» Task brief: Exclude all pictures. Then restate, word for word, the entries from the first line through the line that contains "find the metal truss in the photo above".

» Data:
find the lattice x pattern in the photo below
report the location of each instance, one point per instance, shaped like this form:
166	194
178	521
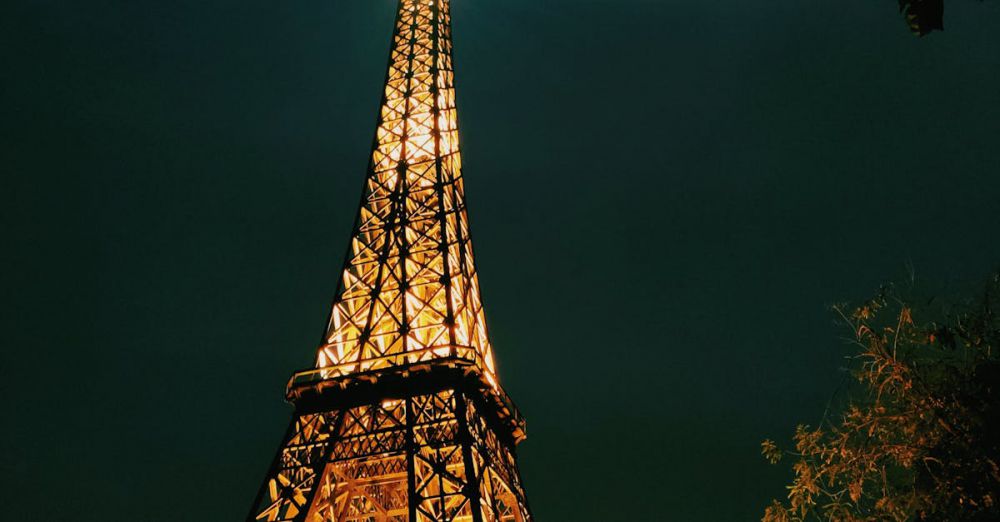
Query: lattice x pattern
409	290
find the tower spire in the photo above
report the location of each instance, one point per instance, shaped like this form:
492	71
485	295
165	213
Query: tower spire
402	418
409	290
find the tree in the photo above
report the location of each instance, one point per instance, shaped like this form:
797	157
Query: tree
921	440
923	16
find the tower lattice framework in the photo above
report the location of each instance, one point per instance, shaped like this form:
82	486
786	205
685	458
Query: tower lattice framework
403	418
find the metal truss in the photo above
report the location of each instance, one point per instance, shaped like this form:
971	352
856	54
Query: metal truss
403	418
409	290
431	442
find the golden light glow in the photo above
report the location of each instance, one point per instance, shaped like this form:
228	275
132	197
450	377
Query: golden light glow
409	291
431	442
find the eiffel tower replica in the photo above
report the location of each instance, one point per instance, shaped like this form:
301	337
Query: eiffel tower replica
403	418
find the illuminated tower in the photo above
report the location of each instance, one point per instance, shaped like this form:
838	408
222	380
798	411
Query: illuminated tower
403	418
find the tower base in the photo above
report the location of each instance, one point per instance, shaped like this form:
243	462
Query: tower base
426	442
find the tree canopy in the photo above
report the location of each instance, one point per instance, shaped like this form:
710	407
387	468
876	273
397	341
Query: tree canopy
920	440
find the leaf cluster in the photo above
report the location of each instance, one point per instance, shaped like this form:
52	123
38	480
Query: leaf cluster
921	441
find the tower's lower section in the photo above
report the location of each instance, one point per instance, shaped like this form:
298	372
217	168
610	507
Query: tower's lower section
426	443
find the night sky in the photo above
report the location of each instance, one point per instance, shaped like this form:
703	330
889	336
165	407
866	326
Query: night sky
665	198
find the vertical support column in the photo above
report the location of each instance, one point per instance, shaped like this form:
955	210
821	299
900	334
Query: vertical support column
411	473
465	440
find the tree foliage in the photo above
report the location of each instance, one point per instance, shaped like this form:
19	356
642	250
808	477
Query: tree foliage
923	16
921	440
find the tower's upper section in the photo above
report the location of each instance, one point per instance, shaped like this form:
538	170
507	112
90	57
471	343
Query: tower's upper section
409	291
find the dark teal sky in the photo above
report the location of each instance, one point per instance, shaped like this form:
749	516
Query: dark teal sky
665	197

» Result for this task:
find the lattice x pattern in the photo below
report the location of each instance, one point per instance, shaped like this form:
166	194
178	521
Query: lattice x pattern
409	290
find the tower spire in the photo above
report the location of each instance, one point per instance, shaped like this form:
492	71
485	295
165	213
Query: tower spire
402	418
409	290
find the tree in the photo above
report the location of each instance, one point per instance, shaped like this form:
797	157
Query: tree
921	440
923	16
find the tower lattice framework in the photo above
report the location of each instance, one point per instance, shaped like this form:
82	486
786	205
685	458
Query: tower lattice framework
403	418
find the metal truss in the photo above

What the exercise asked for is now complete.